Records from a dataset
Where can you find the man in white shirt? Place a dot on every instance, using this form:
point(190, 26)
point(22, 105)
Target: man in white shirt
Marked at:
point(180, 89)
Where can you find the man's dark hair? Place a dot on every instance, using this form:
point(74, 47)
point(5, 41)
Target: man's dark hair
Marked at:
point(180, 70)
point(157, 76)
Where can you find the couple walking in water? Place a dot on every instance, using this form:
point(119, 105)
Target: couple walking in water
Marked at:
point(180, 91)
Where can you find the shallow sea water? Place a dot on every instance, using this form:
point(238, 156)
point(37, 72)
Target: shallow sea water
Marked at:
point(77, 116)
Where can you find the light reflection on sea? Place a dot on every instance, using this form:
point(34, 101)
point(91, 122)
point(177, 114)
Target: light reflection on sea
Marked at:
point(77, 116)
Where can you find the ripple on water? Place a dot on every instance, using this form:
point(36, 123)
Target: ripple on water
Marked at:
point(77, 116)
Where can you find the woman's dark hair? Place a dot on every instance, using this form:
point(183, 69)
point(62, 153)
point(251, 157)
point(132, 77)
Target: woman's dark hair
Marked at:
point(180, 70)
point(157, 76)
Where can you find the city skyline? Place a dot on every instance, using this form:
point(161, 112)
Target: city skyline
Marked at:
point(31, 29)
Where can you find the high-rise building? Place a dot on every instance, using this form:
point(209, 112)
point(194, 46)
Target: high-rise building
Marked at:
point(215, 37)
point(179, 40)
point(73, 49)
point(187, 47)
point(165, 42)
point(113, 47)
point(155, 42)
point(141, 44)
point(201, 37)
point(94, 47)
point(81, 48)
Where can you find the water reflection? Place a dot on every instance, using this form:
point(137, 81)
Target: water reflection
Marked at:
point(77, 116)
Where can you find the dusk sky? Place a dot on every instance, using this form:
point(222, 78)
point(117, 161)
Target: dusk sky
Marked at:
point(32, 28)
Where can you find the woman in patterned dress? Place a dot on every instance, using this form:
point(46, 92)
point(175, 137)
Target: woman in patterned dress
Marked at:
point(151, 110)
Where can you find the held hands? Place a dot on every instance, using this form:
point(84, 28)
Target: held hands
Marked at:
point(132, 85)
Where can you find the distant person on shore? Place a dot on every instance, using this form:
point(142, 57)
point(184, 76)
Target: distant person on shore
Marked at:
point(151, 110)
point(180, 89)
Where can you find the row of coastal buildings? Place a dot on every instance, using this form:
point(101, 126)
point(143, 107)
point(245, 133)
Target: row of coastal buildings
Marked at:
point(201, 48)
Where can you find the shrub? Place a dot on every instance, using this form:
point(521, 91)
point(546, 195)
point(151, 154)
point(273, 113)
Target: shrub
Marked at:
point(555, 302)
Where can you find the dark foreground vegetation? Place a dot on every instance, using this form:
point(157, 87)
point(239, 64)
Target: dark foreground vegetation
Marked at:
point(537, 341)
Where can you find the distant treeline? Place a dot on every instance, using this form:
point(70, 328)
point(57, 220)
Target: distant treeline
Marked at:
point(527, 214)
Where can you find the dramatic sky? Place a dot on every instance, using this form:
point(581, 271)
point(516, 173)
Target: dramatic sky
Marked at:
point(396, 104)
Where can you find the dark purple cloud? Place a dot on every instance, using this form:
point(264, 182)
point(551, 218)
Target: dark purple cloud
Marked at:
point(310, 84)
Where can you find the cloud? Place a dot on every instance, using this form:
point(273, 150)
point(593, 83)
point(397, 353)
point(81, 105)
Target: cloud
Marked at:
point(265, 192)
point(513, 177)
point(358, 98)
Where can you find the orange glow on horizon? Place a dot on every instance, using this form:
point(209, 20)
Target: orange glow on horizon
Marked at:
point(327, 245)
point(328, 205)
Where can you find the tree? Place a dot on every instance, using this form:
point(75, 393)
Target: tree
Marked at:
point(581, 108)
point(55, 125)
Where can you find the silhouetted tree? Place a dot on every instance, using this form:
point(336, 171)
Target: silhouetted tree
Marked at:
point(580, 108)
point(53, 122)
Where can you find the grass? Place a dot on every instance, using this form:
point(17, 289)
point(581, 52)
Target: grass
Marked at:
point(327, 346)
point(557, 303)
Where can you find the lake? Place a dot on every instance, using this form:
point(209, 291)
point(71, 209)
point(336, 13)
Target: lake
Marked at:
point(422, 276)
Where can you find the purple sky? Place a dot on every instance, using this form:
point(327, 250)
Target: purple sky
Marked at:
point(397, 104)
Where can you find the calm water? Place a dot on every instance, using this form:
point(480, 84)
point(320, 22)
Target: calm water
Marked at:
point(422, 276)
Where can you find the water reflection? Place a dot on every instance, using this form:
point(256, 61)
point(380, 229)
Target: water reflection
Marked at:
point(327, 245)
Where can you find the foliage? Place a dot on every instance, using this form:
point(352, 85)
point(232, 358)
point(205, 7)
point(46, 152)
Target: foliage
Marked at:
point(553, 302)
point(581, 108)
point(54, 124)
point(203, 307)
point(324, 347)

▶ _PROMPT_:
Change "Marked at" to "Found at" throughout the records above, leaving everything else unchanged.

▶ _FULL SOLUTION_:
Where can you find the man in white shirt? Place a dot on every instance, using this form:
point(190, 26)
point(22, 105)
Target: man in white shirt
Found at:
point(180, 89)
Where can you find the man's dark hair? Place a dot on every instance, using this form:
point(74, 47)
point(5, 41)
Target: man's dark hair
Found at:
point(180, 70)
point(157, 76)
Where can you find the couple walking in water? Place a dot on every instance, using this form:
point(119, 105)
Target: couple walking in water
Found at:
point(180, 91)
Where can you find the shallow sea water? Place a dot on every instance, using this form:
point(238, 156)
point(37, 72)
Target: shallow sea water
Found at:
point(77, 116)
Where can you find the light reflection on sea? Place a dot on every instance, using this form:
point(34, 101)
point(91, 122)
point(177, 114)
Target: light reflection on sea
Found at:
point(77, 116)
Where can you find the ripple on water? Place a dot on every instance, using this form:
point(36, 123)
Target: ripple on water
Found at:
point(77, 116)
Where can you find the woman's dark hair? Place a dot on every instance, using this form:
point(183, 69)
point(62, 153)
point(251, 157)
point(132, 77)
Target: woman's dark hair
Found at:
point(180, 70)
point(157, 76)
Where can you find the city skyline? Place a dot on every instance, using this form:
point(161, 112)
Target: city skyline
Found at:
point(31, 29)
Where can you find the high-rise building? Place a dot on every instance, using this form:
point(209, 112)
point(194, 46)
Target: high-rise building
Found at:
point(215, 37)
point(179, 40)
point(73, 49)
point(187, 47)
point(165, 42)
point(113, 47)
point(155, 42)
point(141, 44)
point(201, 37)
point(94, 47)
point(81, 48)
Where can you find the water reflection? Place a dot on every instance, using this form:
point(137, 81)
Target: water reflection
Found at:
point(77, 116)
Where can you find the dusk sky? Place a dot on every instance, using this form:
point(222, 78)
point(117, 161)
Target: dusk sky
Found at:
point(32, 28)
Where can you find the woman in patterned dress? Place a dot on every instance, using this form:
point(46, 92)
point(175, 137)
Target: woman in patterned dress
Found at:
point(151, 110)
Where can you find the held hands? Place a dot on every instance, using this form:
point(84, 28)
Target: held hands
Found at:
point(132, 85)
Where can you find the distant person on shore? Place a dot on every instance, using this form:
point(142, 57)
point(184, 76)
Target: distant person on shore
Found at:
point(151, 110)
point(180, 89)
Where can you find the row of coastal buildings? Place a dot on every instance, using this form:
point(101, 126)
point(143, 107)
point(245, 133)
Target: row of coastal buildings
Found at:
point(201, 48)
Where can you find the shrub? Place a dot on every instance, using this form:
point(521, 91)
point(546, 195)
point(151, 154)
point(273, 113)
Target: shrub
Found at:
point(555, 302)
Where can you find the dark foreground vegetation? Place a dot on every instance, using this form:
point(157, 87)
point(239, 64)
Target: dark foreground vegetation
Found at:
point(537, 341)
Where can you find the distant treeline? Place a dot on every instance, using this form:
point(70, 328)
point(57, 220)
Target: distant treeline
Found at:
point(527, 214)
Where can you find the dramatic sky? Place a dot on every instance, using this form:
point(581, 271)
point(516, 173)
Target: dramatic sky
Found at:
point(396, 104)
Where can you find the dark purple cloud? Place a dot on every instance, using this form:
point(264, 182)
point(551, 218)
Target: dark purple cloud
Found at:
point(310, 84)
Where can you find the cloud? Place a dot on every instance, using this form:
point(273, 150)
point(593, 83)
point(397, 353)
point(81, 105)
Target: cloud
Found at:
point(265, 192)
point(513, 177)
point(358, 98)
Where can you find the orange glow on horizon? Place a dot on every instance, using this form:
point(209, 20)
Target: orange glow on horizon
Found at:
point(327, 245)
point(328, 205)
Where can you find the tree? Place a dot on every instance, using this form:
point(75, 393)
Target: tree
Found at:
point(581, 108)
point(55, 125)
Where can you find the silhouetted tree? Place a dot on every instance, using this form:
point(336, 171)
Target: silhouetted tree
Found at:
point(580, 108)
point(53, 122)
Where can you find the grass? Place a dot on every instance, using this form:
point(17, 289)
point(581, 52)
Target: grass
Found at:
point(327, 346)
point(557, 303)
Where can you find the lake? Place a dot on every instance, using this form:
point(209, 291)
point(71, 209)
point(336, 13)
Target: lake
Found at:
point(422, 276)
Where can you find the purple sky? Place a dot on every instance, using this form:
point(327, 250)
Target: purple sky
Found at:
point(397, 104)
Where can you find the calm water? Place a dot on every instance, using this form:
point(480, 84)
point(320, 22)
Target: calm water
Found at:
point(422, 276)
Where can you find the water reflection? Place a dot on every instance, using this form:
point(256, 61)
point(380, 229)
Target: water reflection
Found at:
point(327, 245)
Where can you find the foliage? Place a dot on every instance, using this form:
point(352, 85)
point(232, 358)
point(205, 7)
point(46, 152)
Target: foliage
Found at:
point(553, 302)
point(581, 108)
point(54, 124)
point(203, 307)
point(324, 347)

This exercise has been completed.